**JOB**
Render the listing below as a Markdown table with the columns "No." and "Entry," one row per line, starting at the line containing "Expected output: the position of each instance of the patterned" and ending at the final line of the listing. Leave out blank lines and the picture markers.

**EXERCISE MATERIALS**

= = = = =

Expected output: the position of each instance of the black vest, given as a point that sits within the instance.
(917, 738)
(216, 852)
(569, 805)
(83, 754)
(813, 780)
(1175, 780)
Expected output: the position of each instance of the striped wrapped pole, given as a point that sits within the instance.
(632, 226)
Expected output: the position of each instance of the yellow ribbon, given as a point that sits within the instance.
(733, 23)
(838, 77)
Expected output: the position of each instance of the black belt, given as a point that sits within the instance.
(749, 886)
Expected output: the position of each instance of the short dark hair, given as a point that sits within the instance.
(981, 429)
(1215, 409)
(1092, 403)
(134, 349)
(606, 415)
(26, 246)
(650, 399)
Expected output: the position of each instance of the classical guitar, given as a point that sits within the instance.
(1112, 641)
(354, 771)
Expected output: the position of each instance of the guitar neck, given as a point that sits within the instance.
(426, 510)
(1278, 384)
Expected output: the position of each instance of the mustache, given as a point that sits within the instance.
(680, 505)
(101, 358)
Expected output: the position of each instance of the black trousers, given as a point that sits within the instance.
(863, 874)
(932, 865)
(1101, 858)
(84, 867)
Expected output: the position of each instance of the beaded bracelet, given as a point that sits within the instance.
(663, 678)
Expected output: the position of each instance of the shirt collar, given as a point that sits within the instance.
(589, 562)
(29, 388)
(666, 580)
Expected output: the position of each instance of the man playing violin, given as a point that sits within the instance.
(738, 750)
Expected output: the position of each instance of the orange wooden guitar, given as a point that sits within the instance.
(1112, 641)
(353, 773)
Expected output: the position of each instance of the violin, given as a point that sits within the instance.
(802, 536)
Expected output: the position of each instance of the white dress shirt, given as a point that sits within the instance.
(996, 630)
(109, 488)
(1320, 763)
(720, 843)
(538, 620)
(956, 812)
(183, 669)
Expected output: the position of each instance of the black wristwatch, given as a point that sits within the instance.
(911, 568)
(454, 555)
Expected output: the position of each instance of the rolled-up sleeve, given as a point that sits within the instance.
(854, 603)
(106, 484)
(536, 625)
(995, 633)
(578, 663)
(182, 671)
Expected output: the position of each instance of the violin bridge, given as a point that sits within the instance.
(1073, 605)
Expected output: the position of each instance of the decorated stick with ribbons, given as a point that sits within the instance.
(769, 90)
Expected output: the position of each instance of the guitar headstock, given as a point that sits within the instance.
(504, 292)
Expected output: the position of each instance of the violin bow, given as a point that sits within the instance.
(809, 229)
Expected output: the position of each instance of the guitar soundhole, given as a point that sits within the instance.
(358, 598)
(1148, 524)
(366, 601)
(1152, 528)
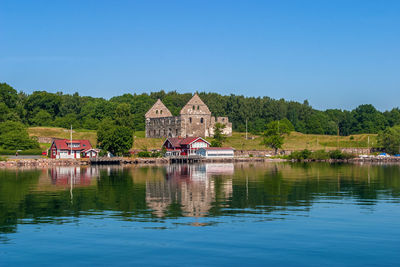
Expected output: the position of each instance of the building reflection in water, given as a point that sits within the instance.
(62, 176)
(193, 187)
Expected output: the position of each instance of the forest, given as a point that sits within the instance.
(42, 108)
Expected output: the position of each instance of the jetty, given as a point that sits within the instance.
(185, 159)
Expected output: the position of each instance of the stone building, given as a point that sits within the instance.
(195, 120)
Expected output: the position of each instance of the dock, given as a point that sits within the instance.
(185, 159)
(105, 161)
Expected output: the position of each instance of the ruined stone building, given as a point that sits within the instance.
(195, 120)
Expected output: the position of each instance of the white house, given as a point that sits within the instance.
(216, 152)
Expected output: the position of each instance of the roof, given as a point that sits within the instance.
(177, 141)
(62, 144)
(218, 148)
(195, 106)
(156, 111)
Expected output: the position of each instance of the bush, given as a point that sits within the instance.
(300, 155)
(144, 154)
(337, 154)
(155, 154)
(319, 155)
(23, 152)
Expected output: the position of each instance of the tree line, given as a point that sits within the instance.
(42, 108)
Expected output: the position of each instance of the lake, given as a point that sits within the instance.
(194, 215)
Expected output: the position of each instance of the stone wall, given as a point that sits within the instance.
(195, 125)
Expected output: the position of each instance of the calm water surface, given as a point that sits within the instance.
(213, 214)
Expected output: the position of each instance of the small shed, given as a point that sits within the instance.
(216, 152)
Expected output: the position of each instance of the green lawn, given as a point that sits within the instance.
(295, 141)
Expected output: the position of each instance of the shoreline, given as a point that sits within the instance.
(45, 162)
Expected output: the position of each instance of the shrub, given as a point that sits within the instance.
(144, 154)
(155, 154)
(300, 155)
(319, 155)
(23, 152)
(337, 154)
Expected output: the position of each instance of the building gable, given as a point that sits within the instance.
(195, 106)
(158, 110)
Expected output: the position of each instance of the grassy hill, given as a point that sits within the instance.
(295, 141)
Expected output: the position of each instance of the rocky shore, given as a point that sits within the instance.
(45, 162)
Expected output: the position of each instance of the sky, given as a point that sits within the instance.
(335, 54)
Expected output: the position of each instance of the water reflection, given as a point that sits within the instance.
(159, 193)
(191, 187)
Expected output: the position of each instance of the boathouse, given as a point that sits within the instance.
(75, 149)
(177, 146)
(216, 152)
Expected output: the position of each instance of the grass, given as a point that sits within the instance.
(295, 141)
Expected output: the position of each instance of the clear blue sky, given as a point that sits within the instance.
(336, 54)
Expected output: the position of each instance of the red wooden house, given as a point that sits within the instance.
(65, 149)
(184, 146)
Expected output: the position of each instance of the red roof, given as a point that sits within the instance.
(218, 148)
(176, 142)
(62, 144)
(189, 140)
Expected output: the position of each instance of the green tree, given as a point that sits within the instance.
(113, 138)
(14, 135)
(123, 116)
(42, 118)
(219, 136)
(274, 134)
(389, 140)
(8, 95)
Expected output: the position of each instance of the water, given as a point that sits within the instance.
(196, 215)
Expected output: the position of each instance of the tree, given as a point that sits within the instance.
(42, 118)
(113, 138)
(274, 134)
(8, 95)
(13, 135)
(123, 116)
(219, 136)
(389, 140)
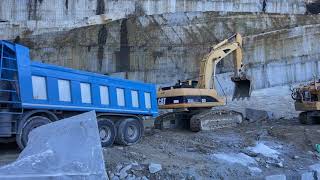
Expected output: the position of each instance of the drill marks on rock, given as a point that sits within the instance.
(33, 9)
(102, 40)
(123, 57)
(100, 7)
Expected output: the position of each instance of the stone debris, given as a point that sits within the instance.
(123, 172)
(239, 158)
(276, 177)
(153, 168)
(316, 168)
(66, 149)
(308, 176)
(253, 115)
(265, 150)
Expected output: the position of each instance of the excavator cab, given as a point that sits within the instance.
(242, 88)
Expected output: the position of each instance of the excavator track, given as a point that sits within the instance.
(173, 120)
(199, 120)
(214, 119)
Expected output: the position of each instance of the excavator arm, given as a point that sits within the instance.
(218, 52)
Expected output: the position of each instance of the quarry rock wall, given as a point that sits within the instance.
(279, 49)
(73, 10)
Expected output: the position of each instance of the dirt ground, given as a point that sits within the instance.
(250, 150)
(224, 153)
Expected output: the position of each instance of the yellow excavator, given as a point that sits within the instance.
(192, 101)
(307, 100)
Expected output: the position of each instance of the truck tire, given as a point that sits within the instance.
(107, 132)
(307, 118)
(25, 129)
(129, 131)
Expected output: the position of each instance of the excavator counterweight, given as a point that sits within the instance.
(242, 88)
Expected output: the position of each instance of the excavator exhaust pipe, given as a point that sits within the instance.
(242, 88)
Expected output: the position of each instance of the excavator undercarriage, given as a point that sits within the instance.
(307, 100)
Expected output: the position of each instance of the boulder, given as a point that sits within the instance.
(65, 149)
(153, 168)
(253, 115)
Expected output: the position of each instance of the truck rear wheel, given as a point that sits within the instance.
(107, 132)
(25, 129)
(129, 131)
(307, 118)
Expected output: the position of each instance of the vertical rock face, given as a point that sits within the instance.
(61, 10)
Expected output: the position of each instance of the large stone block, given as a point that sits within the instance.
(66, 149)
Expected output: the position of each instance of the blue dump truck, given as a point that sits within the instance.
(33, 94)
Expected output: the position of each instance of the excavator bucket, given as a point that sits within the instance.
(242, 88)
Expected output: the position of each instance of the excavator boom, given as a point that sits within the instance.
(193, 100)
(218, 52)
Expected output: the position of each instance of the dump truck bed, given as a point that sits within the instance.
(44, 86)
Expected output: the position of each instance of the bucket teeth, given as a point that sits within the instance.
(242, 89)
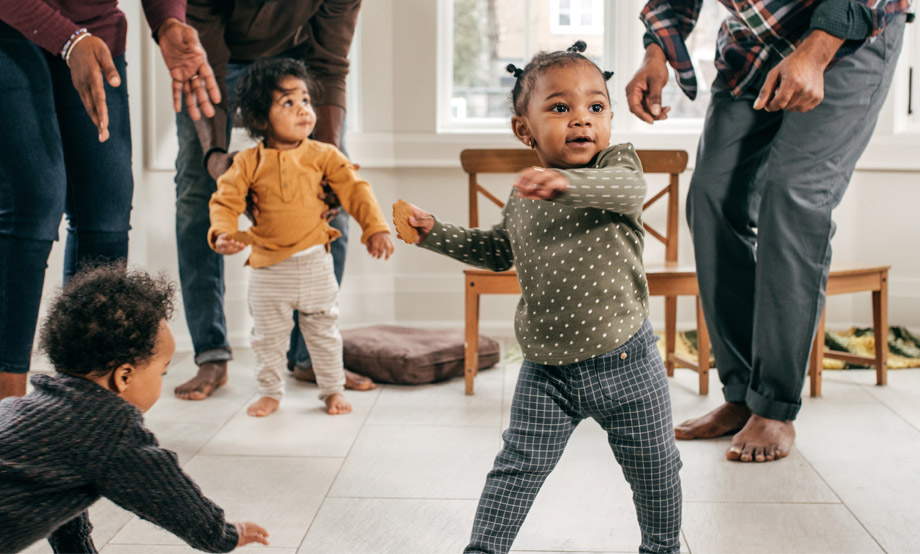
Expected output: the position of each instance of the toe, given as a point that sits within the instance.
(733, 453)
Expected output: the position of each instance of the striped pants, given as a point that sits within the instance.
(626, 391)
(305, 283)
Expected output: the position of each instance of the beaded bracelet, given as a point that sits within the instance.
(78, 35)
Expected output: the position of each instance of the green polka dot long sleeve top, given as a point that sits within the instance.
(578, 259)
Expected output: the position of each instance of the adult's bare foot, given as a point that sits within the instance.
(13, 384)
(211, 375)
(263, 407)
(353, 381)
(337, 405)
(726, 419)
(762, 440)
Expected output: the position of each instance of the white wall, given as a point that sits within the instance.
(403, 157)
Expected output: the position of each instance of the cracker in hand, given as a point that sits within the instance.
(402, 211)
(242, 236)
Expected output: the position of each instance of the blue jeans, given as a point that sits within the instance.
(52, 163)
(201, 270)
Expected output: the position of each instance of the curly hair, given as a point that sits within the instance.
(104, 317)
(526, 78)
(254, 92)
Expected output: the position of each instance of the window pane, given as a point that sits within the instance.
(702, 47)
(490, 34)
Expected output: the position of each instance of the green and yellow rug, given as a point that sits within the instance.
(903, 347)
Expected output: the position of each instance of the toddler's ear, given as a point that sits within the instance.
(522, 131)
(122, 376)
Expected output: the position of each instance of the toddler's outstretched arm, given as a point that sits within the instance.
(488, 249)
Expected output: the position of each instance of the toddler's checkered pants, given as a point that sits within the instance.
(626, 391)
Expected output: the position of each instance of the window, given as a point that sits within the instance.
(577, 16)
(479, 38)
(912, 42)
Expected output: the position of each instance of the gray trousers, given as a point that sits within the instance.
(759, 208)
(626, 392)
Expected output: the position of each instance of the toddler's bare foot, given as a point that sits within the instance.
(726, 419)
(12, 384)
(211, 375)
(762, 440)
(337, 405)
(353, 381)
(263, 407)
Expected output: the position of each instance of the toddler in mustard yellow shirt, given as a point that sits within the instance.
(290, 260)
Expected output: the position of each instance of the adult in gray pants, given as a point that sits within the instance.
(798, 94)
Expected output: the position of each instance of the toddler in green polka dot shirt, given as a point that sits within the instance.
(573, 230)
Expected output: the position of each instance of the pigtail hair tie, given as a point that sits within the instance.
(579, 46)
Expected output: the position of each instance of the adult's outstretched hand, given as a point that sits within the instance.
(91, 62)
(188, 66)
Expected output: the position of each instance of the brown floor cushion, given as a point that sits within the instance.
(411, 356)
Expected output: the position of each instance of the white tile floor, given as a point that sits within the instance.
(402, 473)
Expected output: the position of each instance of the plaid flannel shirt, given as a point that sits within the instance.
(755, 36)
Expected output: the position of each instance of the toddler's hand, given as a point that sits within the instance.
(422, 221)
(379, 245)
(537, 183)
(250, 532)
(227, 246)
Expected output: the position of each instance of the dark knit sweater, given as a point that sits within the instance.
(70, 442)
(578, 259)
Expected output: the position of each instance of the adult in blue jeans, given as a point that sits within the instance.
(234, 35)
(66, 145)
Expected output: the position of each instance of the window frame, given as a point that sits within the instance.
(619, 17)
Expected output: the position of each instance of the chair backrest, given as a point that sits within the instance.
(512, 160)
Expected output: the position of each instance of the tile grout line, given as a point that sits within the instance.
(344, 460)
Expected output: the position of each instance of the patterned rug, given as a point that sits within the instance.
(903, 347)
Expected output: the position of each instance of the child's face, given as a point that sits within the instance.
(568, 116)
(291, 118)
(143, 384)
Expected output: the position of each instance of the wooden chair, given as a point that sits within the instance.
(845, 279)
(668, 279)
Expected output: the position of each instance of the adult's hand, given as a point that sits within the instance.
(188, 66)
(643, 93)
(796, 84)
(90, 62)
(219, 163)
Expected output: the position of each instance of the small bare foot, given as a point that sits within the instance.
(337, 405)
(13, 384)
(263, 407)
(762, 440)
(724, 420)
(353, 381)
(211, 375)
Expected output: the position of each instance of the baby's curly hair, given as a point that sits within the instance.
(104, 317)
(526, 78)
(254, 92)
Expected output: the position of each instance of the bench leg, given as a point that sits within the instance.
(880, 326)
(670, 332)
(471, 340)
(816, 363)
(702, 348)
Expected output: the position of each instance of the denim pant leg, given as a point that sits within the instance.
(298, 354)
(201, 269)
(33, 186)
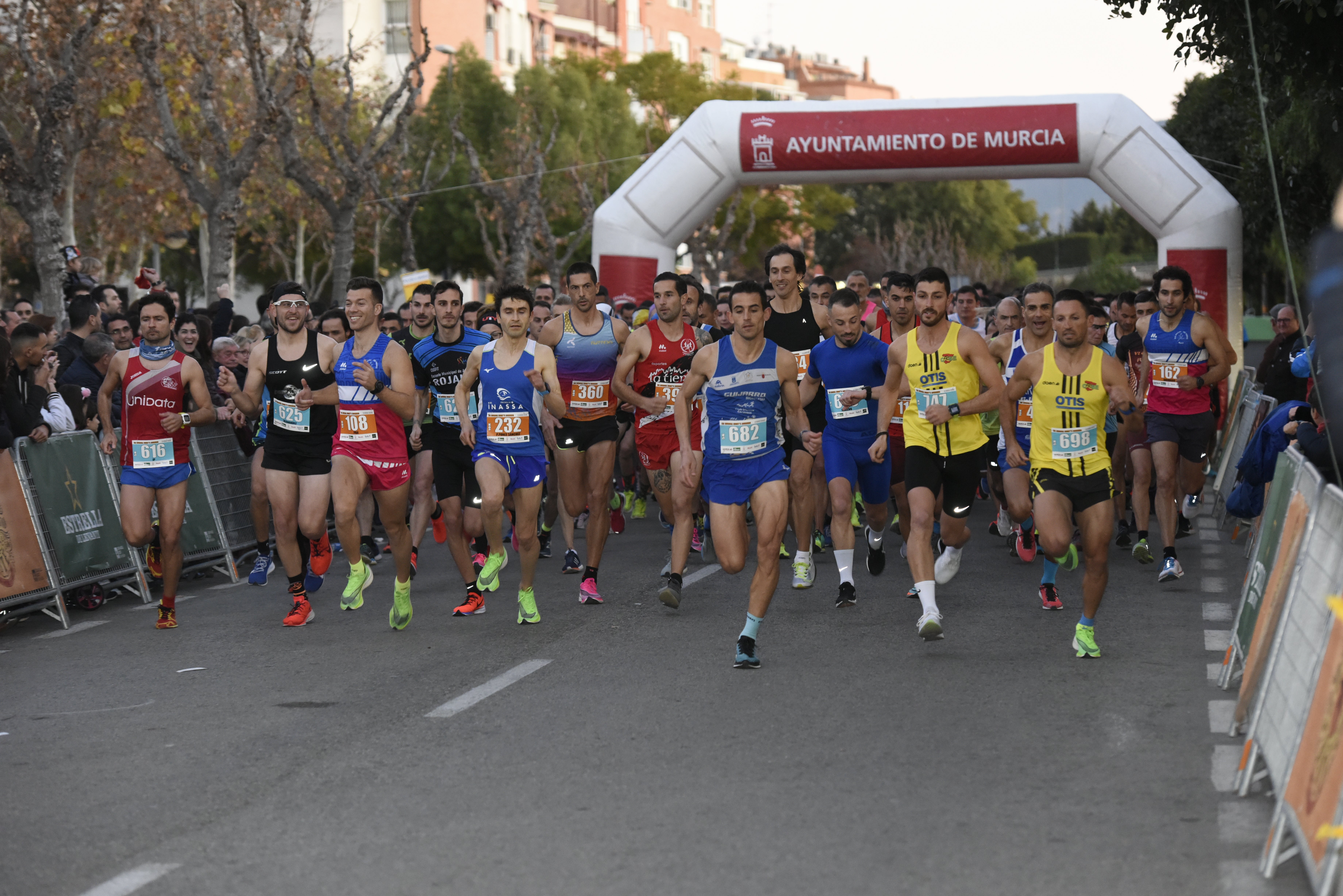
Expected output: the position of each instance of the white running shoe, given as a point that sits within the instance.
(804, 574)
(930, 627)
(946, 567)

= = = = =

**RESULT OF THE EXERCISE**
| No. | Entry |
|---|---|
| 1 | Expected output: the position of each instance of the patterned rug, given as a point that sits within the instance. |
| 2 | (903, 347) |
| 3 | Expected output: the position of each instance of the child's face, given as a point that sits within the instance. |
| 4 | (568, 116) |
| 5 | (291, 118) |
| 6 | (143, 384) |
| 7 | Expected output: the position of each instance of the wooden chair, given as a point that sits within the instance. |
| 8 | (845, 279) |
| 9 | (668, 279) |
| 10 | Expected output: the position of each instance of the adult's hand, given as a point that sits within the instance. |
| 11 | (188, 66) |
| 12 | (643, 93) |
| 13 | (796, 84) |
| 14 | (90, 62) |
| 15 | (219, 163) |
| 16 | Expected output: the position of each instance of the small bare foot, given as a point that sits within the instance. |
| 17 | (337, 405) |
| 18 | (13, 384) |
| 19 | (263, 407) |
| 20 | (762, 440) |
| 21 | (724, 420) |
| 22 | (353, 381) |
| 23 | (211, 375) |
| 24 | Expected output: the position of each instance of the baby's curly hair, given as a point that sits within the instance. |
| 25 | (104, 317) |
| 26 | (526, 78) |
| 27 | (254, 92) |
| 28 | Expected output: the position of each instance of the bench leg, given as a point that sits within the instance. |
| 29 | (880, 326) |
| 30 | (670, 332) |
| 31 | (471, 340) |
| 32 | (816, 363) |
| 33 | (702, 348) |
| 34 | Expected output: the position of each instance of the denim pant leg, given as a point that sits within the instance. |
| 35 | (298, 354) |
| 36 | (201, 269) |
| 37 | (33, 186) |
| 38 | Expected output: the position of each instance of the white running shoe, given as a point that sits within the instance. |
| 39 | (804, 574) |
| 40 | (930, 627) |
| 41 | (946, 567) |